• [WORK ITEM] Could you reproduce the lines below from the one with "task | place a point on the baby" through the one with "x=71, y=215"? Keep both ends and add nothing.

Image-grounded pointing data:
◇ ◇ ◇
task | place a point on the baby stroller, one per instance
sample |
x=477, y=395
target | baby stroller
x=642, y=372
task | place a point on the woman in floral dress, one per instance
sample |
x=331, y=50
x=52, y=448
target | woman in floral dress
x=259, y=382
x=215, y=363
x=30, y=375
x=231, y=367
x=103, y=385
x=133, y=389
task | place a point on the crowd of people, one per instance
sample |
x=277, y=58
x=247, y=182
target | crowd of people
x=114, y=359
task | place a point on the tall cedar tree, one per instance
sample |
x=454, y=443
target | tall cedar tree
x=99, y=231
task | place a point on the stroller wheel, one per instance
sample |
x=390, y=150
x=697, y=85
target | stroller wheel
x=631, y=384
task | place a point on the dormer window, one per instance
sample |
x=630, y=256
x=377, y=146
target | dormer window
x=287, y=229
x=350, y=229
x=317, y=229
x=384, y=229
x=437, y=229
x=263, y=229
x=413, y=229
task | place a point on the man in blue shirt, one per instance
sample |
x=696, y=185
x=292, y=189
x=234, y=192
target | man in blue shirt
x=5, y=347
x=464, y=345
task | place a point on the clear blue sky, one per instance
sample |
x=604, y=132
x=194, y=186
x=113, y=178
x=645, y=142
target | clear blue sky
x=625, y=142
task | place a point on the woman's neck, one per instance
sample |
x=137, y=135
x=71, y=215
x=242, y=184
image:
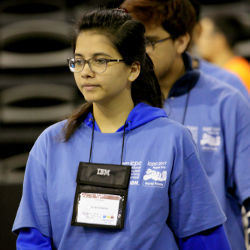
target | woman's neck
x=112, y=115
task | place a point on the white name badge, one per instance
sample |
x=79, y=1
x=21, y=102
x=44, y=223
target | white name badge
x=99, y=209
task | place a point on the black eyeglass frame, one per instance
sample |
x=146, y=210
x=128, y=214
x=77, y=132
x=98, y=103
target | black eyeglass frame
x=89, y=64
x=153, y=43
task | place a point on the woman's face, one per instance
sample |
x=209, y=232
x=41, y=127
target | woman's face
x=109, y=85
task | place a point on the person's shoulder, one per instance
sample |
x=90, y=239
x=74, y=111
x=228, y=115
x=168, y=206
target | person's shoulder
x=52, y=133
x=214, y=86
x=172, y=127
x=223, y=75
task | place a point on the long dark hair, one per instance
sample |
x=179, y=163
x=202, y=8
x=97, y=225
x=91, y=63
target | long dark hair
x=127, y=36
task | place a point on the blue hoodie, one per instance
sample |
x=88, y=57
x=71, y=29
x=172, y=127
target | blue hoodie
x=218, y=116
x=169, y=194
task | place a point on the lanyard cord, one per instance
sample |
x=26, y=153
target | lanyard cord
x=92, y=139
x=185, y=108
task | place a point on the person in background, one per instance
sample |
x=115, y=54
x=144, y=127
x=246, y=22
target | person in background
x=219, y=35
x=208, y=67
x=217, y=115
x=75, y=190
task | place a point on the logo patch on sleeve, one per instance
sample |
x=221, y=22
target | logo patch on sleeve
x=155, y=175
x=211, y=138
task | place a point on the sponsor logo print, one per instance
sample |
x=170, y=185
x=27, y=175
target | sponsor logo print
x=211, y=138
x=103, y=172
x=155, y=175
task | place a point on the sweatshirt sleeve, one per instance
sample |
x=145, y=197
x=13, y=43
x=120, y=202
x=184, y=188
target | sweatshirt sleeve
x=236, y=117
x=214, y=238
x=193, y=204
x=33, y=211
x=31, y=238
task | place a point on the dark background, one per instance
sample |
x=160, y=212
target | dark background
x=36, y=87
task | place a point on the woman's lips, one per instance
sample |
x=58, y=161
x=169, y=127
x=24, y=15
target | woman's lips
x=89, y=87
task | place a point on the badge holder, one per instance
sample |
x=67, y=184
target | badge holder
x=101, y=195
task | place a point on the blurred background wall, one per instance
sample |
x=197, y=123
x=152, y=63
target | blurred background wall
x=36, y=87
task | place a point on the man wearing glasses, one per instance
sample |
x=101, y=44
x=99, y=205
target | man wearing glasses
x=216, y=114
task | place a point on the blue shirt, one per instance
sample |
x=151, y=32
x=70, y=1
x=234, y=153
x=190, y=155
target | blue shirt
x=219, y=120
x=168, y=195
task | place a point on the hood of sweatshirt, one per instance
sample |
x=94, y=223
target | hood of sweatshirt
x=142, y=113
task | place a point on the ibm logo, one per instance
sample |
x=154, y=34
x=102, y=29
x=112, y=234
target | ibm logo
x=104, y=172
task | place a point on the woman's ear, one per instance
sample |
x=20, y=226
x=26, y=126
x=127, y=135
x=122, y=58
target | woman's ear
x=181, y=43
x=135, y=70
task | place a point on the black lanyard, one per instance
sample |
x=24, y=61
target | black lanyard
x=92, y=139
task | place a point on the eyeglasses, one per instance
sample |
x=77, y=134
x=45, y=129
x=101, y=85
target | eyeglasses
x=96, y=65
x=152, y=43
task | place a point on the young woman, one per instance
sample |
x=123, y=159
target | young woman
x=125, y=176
◇ ◇ ◇
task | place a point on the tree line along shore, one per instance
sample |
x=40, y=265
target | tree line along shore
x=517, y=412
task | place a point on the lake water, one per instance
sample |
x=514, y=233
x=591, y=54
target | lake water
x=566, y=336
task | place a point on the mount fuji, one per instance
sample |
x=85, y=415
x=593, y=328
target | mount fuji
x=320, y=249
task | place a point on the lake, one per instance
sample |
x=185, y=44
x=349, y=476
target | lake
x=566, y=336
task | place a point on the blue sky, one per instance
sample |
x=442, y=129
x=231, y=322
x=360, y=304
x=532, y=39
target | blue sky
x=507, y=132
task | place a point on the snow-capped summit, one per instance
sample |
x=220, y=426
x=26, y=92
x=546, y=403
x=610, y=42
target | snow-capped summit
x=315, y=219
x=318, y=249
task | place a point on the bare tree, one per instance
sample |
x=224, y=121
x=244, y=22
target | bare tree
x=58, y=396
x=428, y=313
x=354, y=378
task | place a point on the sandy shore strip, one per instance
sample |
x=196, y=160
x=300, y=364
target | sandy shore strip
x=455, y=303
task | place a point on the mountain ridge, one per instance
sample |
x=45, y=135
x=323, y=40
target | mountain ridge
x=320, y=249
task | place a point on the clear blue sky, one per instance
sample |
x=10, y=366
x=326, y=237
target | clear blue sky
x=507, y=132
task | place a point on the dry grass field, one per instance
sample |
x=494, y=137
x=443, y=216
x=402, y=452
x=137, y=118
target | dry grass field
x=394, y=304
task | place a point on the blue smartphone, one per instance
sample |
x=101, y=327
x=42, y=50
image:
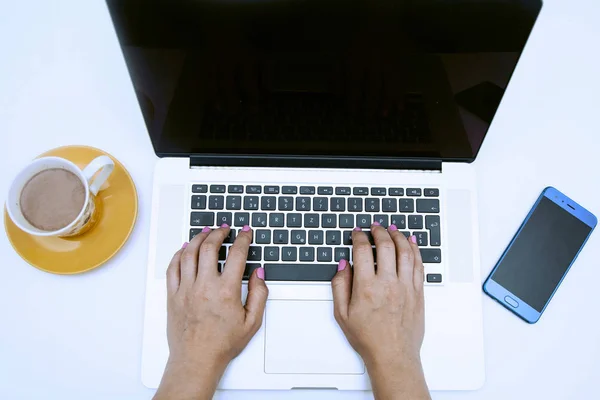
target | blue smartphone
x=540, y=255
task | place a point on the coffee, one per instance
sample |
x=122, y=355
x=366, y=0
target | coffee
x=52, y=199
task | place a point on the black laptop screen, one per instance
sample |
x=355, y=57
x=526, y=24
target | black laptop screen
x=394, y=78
◇ ◇ ◇
• [TASK SOLUTION]
task | place a point on the baby stroller, one per instance
sample |
x=477, y=395
target | baby stroller
x=642, y=372
task | place a point on the woman in floral dress, one per instance
sample |
x=331, y=50
x=52, y=448
target | woman in floral dress
x=259, y=382
x=215, y=363
x=30, y=375
x=231, y=367
x=103, y=385
x=133, y=389
task | place a point on the crowd of people, one per instance
sample |
x=277, y=58
x=247, y=182
target | crowd of people
x=114, y=359
task | place a point on the tall cedar tree, one per instance
sample |
x=454, y=443
target | tall cedar tree
x=99, y=231
task | place a point on the stroller wheel, one per instance
sample |
x=390, y=150
x=697, y=85
target | stroller wheel
x=631, y=384
task | place a point on the dormer window, one per instance
sample |
x=630, y=256
x=377, y=146
target | dormer window
x=287, y=229
x=350, y=229
x=317, y=229
x=384, y=229
x=437, y=229
x=263, y=229
x=413, y=229
task | place a point on the man in blue shirt, one per instance
sample |
x=696, y=185
x=292, y=189
x=234, y=192
target | man in blue shirt
x=5, y=347
x=464, y=345
task | place a point on the clear blue sky, one per instance
sample |
x=604, y=132
x=194, y=186
x=113, y=178
x=645, y=142
target | clear blue sky
x=625, y=142
task | place a point on the woman's neck, one per instance
sample |
x=137, y=135
x=71, y=215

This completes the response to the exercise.